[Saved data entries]
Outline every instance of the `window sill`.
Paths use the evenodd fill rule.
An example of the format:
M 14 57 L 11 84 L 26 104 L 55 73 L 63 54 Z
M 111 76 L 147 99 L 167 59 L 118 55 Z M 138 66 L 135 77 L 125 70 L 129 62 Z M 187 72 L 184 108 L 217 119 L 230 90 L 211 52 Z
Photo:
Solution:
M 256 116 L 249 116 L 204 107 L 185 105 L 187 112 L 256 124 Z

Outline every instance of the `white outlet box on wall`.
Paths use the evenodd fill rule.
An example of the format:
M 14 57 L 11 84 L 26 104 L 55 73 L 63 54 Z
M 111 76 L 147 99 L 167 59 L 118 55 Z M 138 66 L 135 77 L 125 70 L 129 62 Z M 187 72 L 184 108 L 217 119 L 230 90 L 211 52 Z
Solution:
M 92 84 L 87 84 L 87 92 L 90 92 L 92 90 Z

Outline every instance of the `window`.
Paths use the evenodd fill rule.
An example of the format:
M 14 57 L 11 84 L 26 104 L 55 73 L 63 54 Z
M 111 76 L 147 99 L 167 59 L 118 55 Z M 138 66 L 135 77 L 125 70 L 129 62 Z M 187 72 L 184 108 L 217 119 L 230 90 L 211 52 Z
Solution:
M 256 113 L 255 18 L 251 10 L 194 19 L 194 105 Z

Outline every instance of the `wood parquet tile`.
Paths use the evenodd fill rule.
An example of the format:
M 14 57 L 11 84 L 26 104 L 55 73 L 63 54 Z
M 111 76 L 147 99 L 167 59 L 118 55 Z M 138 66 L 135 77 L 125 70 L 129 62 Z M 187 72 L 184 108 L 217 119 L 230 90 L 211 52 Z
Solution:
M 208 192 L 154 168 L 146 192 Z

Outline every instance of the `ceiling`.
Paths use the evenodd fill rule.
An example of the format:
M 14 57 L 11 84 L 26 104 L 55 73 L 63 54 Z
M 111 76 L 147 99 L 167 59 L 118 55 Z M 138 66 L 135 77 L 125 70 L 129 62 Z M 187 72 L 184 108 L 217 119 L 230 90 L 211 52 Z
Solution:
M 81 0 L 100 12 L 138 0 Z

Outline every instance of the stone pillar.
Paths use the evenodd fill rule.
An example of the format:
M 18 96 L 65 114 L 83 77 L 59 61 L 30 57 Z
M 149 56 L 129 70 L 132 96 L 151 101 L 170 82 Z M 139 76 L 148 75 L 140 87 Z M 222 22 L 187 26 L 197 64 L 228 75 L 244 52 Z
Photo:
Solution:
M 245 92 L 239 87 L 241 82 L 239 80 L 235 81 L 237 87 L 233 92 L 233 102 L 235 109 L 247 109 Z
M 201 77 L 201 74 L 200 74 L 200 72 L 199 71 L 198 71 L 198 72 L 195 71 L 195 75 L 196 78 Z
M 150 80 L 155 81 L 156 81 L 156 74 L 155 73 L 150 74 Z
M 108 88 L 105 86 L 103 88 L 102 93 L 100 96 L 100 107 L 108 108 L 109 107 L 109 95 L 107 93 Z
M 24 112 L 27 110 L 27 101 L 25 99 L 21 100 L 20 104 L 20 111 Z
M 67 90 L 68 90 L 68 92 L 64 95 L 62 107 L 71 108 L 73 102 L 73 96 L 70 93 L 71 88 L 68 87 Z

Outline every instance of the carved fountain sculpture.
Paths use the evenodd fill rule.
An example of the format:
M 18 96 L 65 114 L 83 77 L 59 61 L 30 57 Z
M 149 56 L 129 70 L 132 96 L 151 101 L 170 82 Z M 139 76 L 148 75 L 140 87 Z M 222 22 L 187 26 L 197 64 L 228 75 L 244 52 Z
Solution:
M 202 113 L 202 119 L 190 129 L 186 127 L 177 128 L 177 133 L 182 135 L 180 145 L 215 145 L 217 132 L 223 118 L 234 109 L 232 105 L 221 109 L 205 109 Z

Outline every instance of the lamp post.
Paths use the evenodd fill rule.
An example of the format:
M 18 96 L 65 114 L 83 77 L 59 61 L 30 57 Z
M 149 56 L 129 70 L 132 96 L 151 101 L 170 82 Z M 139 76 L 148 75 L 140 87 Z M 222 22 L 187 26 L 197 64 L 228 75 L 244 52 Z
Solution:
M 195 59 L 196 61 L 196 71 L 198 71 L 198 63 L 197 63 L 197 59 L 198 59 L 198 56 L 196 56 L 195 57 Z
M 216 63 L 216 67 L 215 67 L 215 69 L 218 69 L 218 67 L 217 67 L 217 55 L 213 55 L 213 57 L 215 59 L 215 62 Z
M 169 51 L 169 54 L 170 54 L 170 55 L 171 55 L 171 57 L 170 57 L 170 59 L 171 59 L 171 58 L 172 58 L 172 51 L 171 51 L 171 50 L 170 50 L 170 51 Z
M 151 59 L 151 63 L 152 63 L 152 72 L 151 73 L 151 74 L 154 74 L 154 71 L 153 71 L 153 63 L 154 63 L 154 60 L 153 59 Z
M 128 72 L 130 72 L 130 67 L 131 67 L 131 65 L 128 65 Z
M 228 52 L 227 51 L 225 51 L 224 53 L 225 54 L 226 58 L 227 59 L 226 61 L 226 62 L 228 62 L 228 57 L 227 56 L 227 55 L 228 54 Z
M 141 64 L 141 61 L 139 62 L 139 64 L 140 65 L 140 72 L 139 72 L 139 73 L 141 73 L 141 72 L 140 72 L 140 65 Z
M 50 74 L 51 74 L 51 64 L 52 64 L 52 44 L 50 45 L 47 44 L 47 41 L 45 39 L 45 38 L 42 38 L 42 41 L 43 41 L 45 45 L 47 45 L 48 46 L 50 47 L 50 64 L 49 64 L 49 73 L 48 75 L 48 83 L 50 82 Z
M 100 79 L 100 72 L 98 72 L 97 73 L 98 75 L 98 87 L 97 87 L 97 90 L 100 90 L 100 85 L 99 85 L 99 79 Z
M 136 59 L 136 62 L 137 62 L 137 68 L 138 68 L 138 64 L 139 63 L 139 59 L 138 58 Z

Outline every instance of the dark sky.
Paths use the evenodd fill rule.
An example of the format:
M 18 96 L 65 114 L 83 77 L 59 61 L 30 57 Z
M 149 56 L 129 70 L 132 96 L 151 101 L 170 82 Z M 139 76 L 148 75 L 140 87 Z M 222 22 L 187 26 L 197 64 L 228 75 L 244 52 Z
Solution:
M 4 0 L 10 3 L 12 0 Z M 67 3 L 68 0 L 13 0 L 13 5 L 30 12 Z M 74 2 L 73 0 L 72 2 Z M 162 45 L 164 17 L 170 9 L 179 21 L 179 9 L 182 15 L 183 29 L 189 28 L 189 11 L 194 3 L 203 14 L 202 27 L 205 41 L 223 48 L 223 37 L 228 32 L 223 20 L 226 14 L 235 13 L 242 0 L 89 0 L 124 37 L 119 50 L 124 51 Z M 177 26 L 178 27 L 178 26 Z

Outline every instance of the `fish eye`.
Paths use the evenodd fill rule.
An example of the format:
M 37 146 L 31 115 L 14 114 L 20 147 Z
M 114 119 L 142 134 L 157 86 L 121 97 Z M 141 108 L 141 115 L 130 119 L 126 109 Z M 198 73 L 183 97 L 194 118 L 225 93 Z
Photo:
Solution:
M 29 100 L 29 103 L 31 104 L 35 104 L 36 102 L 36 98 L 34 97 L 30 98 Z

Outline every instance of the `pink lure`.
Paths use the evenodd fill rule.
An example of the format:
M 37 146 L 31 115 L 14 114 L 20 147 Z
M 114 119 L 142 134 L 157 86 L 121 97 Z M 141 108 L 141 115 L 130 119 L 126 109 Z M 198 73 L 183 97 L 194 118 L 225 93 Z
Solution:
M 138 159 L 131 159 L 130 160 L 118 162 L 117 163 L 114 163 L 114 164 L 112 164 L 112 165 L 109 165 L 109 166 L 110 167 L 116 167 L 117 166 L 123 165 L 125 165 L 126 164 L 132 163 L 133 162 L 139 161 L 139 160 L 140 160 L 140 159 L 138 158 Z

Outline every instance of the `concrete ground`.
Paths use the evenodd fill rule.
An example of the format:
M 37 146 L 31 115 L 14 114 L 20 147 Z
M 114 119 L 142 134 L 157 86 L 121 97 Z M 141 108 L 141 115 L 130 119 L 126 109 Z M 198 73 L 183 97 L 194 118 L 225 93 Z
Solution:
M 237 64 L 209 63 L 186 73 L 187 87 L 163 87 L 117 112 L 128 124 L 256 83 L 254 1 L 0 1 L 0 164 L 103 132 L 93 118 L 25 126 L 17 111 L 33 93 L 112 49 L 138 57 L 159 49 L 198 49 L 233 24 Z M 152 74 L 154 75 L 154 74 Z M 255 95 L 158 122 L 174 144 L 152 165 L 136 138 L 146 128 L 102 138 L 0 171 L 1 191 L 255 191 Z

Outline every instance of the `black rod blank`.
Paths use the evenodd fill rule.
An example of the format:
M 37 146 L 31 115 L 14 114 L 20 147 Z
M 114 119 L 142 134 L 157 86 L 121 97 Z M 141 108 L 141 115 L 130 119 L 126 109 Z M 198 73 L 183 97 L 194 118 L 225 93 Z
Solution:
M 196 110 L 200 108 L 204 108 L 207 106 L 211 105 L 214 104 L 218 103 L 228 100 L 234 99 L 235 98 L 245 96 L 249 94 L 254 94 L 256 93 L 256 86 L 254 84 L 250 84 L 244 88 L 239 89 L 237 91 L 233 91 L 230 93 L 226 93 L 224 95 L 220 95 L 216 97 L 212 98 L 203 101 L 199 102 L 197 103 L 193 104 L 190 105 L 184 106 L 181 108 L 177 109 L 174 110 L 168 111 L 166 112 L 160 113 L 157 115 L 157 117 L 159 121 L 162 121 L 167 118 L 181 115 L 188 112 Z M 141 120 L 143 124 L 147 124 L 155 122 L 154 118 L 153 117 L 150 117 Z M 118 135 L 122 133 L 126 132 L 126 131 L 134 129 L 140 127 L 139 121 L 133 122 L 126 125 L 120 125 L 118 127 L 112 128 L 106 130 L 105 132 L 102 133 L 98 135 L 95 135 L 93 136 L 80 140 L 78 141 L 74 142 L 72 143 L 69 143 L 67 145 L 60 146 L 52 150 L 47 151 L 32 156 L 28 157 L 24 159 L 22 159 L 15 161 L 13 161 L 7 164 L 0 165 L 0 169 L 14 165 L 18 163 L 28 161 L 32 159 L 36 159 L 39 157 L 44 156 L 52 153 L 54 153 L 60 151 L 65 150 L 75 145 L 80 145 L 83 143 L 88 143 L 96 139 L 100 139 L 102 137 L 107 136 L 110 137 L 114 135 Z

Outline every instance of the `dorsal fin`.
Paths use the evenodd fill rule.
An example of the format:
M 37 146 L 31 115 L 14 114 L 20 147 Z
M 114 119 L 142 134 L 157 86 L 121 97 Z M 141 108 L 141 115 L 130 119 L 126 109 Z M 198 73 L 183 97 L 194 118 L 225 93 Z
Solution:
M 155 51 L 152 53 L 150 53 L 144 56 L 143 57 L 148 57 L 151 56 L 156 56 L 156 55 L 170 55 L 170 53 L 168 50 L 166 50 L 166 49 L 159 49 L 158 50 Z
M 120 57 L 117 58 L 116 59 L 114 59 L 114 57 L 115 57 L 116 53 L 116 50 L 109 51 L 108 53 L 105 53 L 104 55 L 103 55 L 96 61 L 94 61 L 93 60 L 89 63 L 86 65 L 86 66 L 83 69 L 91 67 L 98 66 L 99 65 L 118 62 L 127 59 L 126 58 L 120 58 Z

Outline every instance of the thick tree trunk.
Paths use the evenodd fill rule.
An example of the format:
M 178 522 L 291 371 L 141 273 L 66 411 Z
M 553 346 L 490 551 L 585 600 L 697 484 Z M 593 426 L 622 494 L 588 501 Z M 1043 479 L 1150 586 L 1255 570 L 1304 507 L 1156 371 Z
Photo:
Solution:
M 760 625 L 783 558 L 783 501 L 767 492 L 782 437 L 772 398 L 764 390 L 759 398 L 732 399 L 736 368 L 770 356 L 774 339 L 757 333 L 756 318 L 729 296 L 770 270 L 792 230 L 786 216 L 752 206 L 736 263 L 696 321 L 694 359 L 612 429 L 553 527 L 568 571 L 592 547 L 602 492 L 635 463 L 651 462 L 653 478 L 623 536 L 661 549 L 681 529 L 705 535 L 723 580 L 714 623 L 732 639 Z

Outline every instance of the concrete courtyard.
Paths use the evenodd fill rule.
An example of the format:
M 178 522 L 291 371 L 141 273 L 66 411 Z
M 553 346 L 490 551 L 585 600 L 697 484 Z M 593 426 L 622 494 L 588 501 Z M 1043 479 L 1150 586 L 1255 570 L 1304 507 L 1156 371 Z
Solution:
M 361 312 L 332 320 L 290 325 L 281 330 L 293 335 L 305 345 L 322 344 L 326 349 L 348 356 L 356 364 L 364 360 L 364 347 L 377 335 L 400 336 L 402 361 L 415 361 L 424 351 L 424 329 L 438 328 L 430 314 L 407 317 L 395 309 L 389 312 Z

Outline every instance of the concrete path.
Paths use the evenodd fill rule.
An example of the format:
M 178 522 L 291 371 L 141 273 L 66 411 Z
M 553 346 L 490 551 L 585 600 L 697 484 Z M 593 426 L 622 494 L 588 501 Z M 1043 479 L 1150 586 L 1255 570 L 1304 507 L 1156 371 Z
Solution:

* [AIM OF THE EXERCISE]
Using the records above, please retype only the run of lines from the line holding "Outline every instance of the concrete courtyard." through the last line, both ends included.

* [RESULT FOR THIS TASK]
Outline every instance of the concrete courtyard.
Paths use the evenodd fill rule.
An example of the format:
M 178 522 L 291 371 L 141 273 L 66 411 Z
M 553 346 L 490 551 L 585 600 L 697 484 Z M 593 426 L 622 494 L 588 501 Z M 1043 479 L 1150 586 L 1255 570 L 1304 507 L 1156 371 Z
Solution:
M 361 312 L 332 320 L 290 325 L 281 330 L 293 335 L 305 345 L 322 344 L 326 349 L 348 356 L 356 364 L 364 360 L 364 347 L 377 335 L 400 336 L 402 361 L 415 361 L 424 351 L 424 329 L 438 328 L 430 314 L 407 317 L 395 309 L 389 312 Z

Outline every instance of the concrete path.
Paths use the evenodd fill rule.
An example of the format:
M 178 522 L 291 371 L 141 273 L 66 411 Z
M 553 346 L 490 551 L 585 600 L 697 484 Z M 593 426 L 622 494 L 588 501 Z M 1043 479 L 1150 586 L 1255 570 L 1304 507 L 1156 371 Z
Solution:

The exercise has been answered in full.